» CHALLENGE
Alter the entries from the start through the line containing "902], [644, 898]]", replacing "jacket sleeve" with "coat sleeve" and leaving everything else unchanged. Return only those lines.

» MATERIAL FOR THE TASK
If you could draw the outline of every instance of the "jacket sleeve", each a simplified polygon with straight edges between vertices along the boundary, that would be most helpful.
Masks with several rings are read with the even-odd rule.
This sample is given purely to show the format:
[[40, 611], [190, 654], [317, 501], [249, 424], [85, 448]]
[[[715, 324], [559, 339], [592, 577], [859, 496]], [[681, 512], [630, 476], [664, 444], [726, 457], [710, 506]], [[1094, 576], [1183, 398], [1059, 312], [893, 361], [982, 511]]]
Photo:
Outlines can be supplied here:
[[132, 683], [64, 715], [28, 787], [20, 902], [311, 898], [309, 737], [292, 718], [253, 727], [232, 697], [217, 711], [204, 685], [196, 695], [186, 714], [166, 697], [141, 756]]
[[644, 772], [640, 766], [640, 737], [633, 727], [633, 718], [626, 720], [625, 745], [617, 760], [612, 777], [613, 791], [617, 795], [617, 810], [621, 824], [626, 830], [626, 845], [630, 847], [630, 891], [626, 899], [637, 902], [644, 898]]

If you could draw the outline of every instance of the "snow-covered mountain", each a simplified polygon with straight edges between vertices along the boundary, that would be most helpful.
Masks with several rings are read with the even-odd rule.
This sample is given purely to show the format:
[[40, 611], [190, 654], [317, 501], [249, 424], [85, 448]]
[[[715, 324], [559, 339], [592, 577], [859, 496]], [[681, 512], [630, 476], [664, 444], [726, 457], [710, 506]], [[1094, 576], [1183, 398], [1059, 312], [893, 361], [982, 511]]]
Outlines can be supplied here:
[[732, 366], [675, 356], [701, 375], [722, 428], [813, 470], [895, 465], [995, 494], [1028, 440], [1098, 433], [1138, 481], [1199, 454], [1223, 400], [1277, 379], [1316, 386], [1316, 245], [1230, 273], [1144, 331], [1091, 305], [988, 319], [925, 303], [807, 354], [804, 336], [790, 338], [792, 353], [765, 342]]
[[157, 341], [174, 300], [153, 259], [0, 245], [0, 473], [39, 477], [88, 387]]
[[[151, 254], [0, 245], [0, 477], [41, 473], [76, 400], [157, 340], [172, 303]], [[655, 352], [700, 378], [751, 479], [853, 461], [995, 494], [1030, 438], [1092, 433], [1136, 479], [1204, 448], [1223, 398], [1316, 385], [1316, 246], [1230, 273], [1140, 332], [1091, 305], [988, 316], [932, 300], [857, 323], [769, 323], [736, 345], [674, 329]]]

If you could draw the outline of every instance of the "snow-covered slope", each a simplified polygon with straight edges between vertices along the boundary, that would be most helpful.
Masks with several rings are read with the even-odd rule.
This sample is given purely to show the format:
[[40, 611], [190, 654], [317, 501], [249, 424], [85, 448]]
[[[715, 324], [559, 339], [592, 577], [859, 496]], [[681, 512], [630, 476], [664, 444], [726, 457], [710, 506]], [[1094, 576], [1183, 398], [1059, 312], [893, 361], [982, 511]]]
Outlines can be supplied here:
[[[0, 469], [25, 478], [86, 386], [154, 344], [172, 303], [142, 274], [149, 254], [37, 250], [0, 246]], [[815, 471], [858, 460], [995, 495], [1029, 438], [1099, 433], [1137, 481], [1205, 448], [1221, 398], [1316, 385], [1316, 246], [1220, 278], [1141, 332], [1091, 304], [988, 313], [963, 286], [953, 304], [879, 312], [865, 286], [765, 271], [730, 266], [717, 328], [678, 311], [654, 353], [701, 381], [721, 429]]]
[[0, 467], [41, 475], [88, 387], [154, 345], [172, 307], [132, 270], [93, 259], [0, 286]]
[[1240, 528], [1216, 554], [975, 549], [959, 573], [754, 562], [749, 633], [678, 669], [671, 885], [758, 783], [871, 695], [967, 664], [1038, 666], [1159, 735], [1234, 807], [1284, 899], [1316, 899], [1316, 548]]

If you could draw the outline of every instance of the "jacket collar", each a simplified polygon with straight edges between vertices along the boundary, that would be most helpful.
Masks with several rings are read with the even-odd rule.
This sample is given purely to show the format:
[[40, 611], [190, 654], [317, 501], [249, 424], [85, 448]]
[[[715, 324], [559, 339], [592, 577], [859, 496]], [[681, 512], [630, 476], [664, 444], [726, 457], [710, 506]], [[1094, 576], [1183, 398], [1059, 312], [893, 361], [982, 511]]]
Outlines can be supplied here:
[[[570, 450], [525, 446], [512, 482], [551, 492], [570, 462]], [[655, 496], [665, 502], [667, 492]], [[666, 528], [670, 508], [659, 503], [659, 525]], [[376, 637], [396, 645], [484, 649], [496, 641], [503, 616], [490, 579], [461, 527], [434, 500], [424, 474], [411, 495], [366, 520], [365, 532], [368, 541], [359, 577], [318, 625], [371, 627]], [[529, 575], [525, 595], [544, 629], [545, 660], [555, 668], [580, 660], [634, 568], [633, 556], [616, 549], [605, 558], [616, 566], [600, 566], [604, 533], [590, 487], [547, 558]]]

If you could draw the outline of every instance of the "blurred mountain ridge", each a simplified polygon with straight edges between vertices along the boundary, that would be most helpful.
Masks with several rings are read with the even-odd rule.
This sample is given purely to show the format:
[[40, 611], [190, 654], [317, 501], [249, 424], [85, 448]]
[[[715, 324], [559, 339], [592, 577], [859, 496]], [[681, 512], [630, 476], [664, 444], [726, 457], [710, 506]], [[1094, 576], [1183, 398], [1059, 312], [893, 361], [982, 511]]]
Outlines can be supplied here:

» TASK RESPONSE
If you could draw the outline of every instance of the "coat sleeve", each a simplified polygon with straight edges between vertices along the boundary, that would be most helpful.
Masks with several rings are read with the even-odd rule.
This sample is given purely to show the format:
[[40, 611], [190, 654], [317, 501], [249, 424], [85, 448]]
[[[715, 324], [559, 339], [592, 577], [859, 496]], [[681, 512], [630, 476], [664, 444], [726, 457], [710, 506]], [[1094, 576], [1183, 398], [1059, 312], [893, 361], [982, 511]]]
Photo:
Outlines can be supplied here:
[[132, 683], [64, 715], [28, 787], [20, 902], [311, 898], [309, 737], [292, 718], [253, 727], [232, 697], [217, 711], [204, 685], [196, 695], [186, 714], [166, 697], [141, 756]]
[[644, 772], [640, 766], [640, 737], [633, 727], [633, 718], [626, 720], [625, 745], [617, 760], [612, 777], [613, 791], [617, 795], [617, 810], [621, 824], [626, 830], [626, 845], [630, 847], [630, 891], [626, 899], [637, 902], [644, 898]]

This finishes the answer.